• **WRITTEN TASKS**
1. In the July K-pop review, which member had Girls' Generation lost before releasing "Party"?
2. Continue the July K-pop review from where it stops.

• **DOCUMENT SECTION**
######

Summer continues in K-pop with July releases from major artists embracing the heat, fun, and wistful nostalgia that comes along with the season.

Girls’ Generation – “Party”

What’s great—or horrible, depending on your perspective (maybe a little of both?)—about the internet quickly shrinking our nostalgia cycle is that in 2015 you can get a song as clearly nostalgic for 2010 as Girls’ Generation’s “Party”. Specifically, the single has all the trappings of a Teenage Dream-era Katy Perry/Dr. Luke song: Fizzy synths, disco-lite guitar and slap bass, and a chord progression that cleverly avoids resolving to tonic. I didn’t know I could get pangs of nostalgia for auto-tuned vocals, but the subtle inclusion of the vocal processing effect when the girls sing “P-A-R-T-Y” is the perfect amount to bring the song to a different level. The lyrics too, focus on Perry-esque Summer fun, with a chorus about drinking and traveling to beautiful beaches around the world (“Lemon soju, tequila for me, mojito for you/Let’s go to Jeju, California, Rome/Let’s go to a white pearly beach with great waves”).

This was Girls’ Generation’s first Korean comeback since losing (or kicking out, it’s still unclear) Jessica Jung and expectations were high. While they haven’t been away as long as Big Bang, they’re one of the few veteran groups from that era to still be going, so any time they come back it’s a big deal. That it was the first proper release without one of the group’s most popular members made fans and critics even more scrutinizing. “Party” was certainly a successful release, but there was still a feeling of disappointment by many who felt the song was too much fluff for an SNSD release. And it’s true that the group hasn’t put out too many singles that could be classified as “Summer songs” or pure, sugary, pop confection, but “Party” is executed with the level of perfectionism and skill that we’ve come to expect from Girls’ Generation. Plus, Sunny in a red bikini.

######

• **PROVIDED INFORMATION**
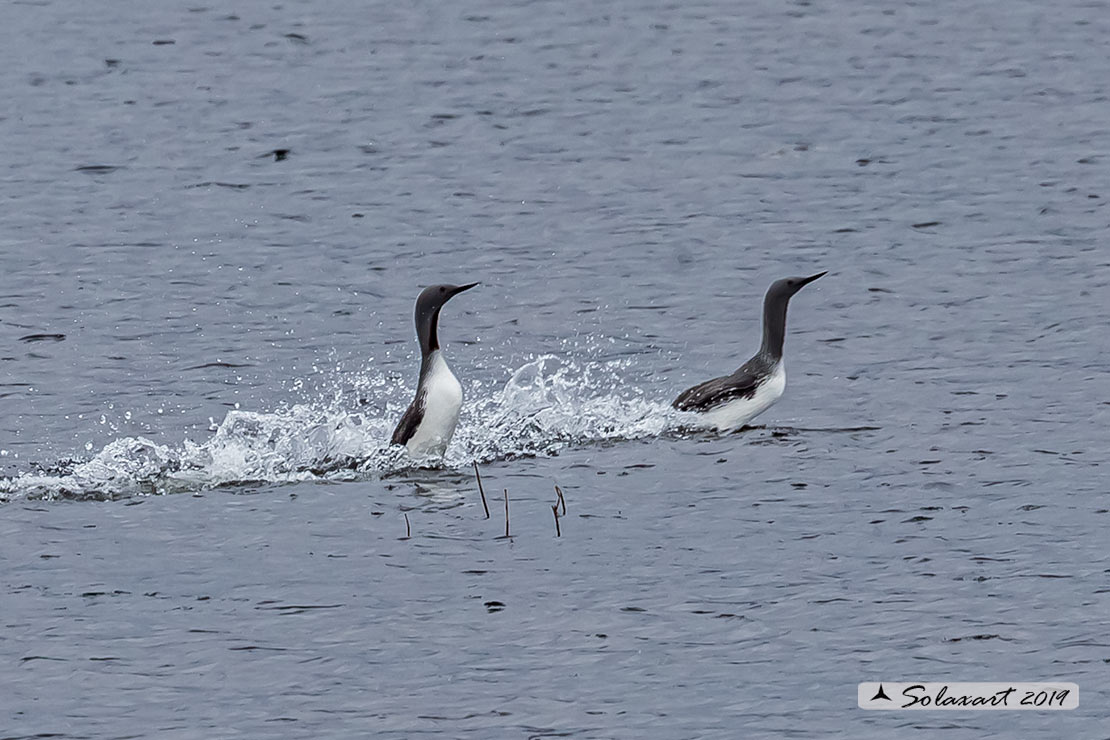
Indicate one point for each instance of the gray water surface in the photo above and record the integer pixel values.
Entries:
(215, 221)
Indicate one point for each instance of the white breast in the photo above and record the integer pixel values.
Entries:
(737, 413)
(443, 397)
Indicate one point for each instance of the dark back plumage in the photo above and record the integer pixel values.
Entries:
(746, 379)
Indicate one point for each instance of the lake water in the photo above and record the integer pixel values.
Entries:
(215, 221)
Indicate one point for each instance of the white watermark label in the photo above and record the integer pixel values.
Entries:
(939, 695)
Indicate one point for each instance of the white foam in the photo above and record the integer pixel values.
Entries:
(547, 405)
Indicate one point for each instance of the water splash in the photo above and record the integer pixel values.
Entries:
(547, 405)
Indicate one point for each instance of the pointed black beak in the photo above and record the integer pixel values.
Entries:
(460, 289)
(807, 281)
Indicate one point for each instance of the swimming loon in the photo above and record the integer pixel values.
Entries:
(430, 421)
(730, 402)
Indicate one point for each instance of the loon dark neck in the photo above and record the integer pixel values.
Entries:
(427, 332)
(774, 327)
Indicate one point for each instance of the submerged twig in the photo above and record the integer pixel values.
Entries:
(478, 476)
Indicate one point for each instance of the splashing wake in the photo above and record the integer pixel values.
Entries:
(547, 405)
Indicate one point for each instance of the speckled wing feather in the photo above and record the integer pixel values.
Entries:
(406, 427)
(710, 394)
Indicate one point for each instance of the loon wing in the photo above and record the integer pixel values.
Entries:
(708, 395)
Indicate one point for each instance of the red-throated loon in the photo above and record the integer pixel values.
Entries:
(430, 421)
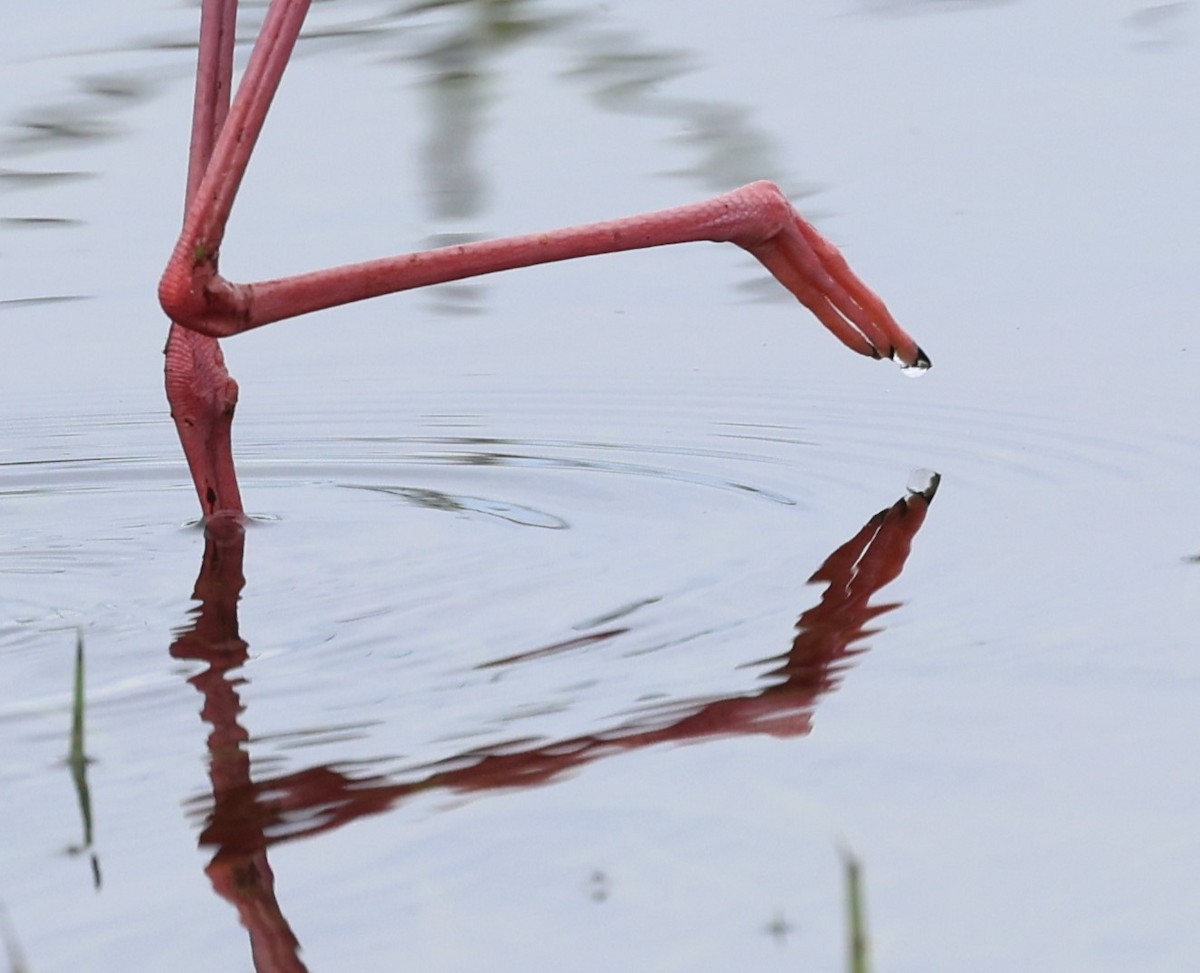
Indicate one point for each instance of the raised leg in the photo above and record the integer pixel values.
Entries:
(756, 217)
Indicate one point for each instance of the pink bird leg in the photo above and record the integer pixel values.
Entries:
(205, 306)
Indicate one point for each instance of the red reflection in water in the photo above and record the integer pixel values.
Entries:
(249, 816)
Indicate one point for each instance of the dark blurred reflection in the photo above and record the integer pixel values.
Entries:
(929, 6)
(1158, 25)
(457, 46)
(246, 816)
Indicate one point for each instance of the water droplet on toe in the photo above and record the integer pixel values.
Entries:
(924, 481)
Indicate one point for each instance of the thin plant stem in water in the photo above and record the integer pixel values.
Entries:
(77, 760)
(858, 947)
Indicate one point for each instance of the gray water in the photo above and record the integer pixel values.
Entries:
(505, 684)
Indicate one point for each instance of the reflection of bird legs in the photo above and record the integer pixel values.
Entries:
(205, 306)
(245, 814)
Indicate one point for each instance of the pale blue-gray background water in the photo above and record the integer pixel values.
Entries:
(657, 438)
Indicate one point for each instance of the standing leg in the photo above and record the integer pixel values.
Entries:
(199, 389)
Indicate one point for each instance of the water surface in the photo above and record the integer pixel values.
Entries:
(523, 660)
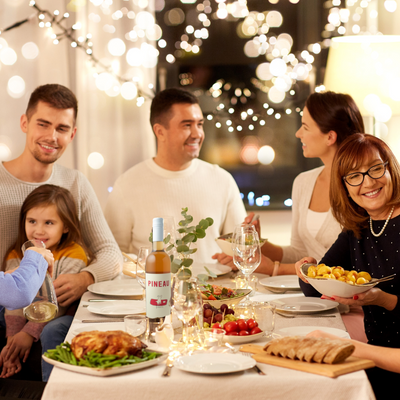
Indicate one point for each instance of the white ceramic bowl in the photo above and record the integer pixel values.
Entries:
(331, 287)
(229, 302)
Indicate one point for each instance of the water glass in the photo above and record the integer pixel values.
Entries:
(264, 314)
(137, 325)
(44, 306)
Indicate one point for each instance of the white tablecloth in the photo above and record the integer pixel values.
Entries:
(278, 383)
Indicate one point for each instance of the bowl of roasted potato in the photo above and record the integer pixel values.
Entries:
(336, 281)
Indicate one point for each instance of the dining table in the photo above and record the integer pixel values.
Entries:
(277, 383)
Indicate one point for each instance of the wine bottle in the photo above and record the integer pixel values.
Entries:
(158, 280)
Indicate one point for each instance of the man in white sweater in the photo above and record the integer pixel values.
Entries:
(173, 179)
(49, 124)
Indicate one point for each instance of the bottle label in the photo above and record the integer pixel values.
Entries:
(158, 295)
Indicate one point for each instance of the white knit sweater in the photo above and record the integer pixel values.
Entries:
(95, 231)
(302, 242)
(146, 191)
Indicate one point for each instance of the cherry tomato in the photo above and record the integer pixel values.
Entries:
(251, 323)
(255, 330)
(231, 326)
(242, 324)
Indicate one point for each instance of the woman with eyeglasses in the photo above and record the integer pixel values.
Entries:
(365, 199)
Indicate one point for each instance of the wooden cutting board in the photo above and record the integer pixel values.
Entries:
(351, 364)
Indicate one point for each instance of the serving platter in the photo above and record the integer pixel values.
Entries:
(118, 287)
(107, 372)
(214, 363)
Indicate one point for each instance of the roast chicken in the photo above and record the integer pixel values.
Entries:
(119, 343)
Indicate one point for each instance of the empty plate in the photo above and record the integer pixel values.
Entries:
(281, 282)
(304, 305)
(119, 287)
(118, 308)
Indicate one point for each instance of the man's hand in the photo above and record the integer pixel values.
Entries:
(48, 256)
(225, 259)
(70, 287)
(19, 347)
(11, 368)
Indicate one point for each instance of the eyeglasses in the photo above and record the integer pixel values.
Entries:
(375, 172)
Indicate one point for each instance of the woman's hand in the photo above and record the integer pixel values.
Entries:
(372, 297)
(48, 256)
(298, 265)
(19, 346)
(225, 259)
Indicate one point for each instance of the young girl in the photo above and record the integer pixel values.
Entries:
(48, 214)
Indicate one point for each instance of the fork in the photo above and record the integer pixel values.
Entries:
(256, 368)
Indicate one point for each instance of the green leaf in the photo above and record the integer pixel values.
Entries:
(170, 247)
(167, 239)
(210, 273)
(184, 274)
(175, 268)
(188, 238)
(202, 278)
(177, 261)
(200, 233)
(182, 248)
(187, 262)
(188, 252)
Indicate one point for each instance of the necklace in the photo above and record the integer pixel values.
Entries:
(384, 226)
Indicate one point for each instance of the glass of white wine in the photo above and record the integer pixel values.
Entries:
(44, 306)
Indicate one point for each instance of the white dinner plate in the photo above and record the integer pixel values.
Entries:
(109, 371)
(214, 363)
(102, 326)
(283, 282)
(118, 308)
(218, 269)
(119, 287)
(304, 305)
(242, 339)
(304, 330)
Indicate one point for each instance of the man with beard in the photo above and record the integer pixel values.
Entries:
(173, 179)
(49, 125)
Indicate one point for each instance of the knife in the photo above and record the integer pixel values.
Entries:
(103, 320)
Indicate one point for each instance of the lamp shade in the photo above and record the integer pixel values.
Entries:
(367, 68)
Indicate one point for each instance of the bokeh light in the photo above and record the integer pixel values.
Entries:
(95, 160)
(30, 50)
(16, 87)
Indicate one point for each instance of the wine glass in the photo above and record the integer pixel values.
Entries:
(187, 305)
(169, 234)
(246, 251)
(141, 265)
(44, 306)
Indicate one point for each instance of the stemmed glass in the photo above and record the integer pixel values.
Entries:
(44, 306)
(187, 305)
(246, 250)
(141, 265)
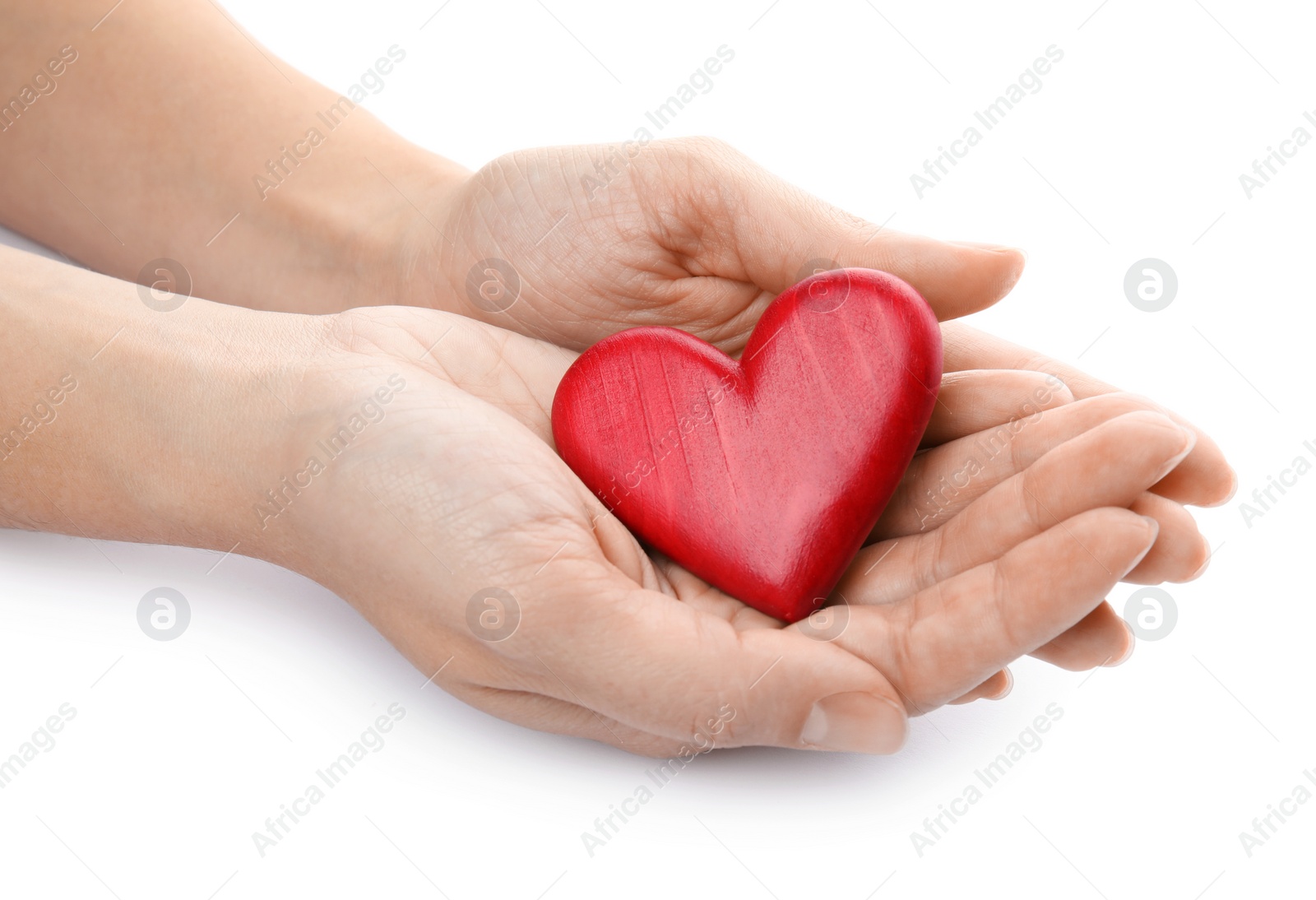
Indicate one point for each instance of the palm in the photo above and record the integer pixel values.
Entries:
(461, 470)
(589, 267)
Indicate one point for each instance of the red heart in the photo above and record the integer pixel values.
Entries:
(762, 476)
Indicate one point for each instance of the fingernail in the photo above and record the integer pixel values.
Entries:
(855, 722)
(1190, 441)
(1010, 686)
(1128, 650)
(1156, 531)
(994, 248)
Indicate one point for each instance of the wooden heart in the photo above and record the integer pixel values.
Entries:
(763, 476)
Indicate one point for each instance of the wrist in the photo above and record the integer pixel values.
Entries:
(129, 424)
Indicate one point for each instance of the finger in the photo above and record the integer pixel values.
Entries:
(769, 230)
(1110, 466)
(947, 640)
(997, 687)
(973, 401)
(1099, 638)
(938, 485)
(1203, 479)
(653, 663)
(1181, 553)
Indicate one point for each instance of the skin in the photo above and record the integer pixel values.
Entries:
(457, 487)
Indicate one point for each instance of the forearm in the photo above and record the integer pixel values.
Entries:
(171, 134)
(122, 423)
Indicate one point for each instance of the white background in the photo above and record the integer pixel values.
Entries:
(1132, 149)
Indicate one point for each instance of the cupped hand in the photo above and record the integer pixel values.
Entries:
(457, 531)
(693, 234)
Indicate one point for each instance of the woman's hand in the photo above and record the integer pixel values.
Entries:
(457, 531)
(693, 234)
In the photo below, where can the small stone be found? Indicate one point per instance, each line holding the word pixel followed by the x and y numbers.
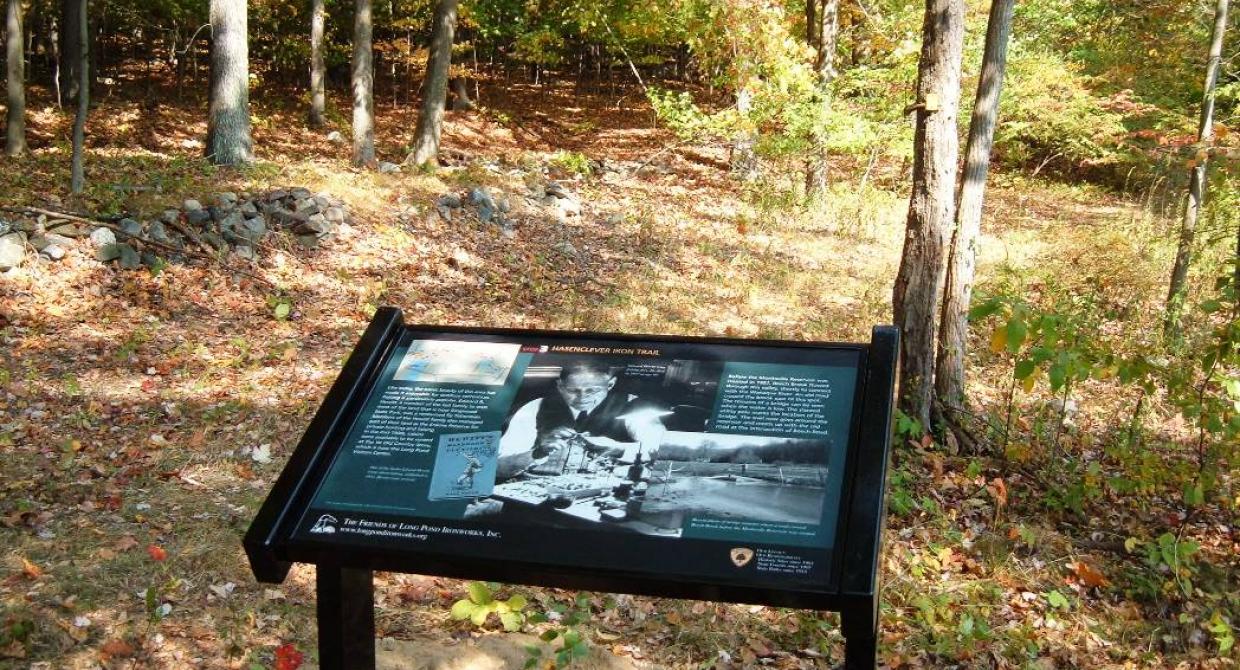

######

• **RESPONSE LIST**
1. Jessica Jung.

2.
SM Entertainment is planning two other comebacks for the group later this year, which based on the teasers that have been put out, seem to be more of the interesting dance-pop associated with Girls’ Generation.

Got7 – “Just Right”

Earlier this year, Inside Amy Schumer had a music video sketch where a boy band sang a song called “Girl, You Don’t Need Makeup”. In the video, the boys tell Amy she’s beautiful just the way she is. At least until she actually takes off her makeup and they change their minds. The video was parodying Nice Guy Misogyny in recent boy band songs, specifically One Direction’s “What Makes You Beautiful”, though it felt wildly untimely. That song in particular was released in 2011, Bruno Mars’s “Just the Way You Are” was released in 2010, and nothing since has stood out in that regard. But Got7 are here to make it relevant again.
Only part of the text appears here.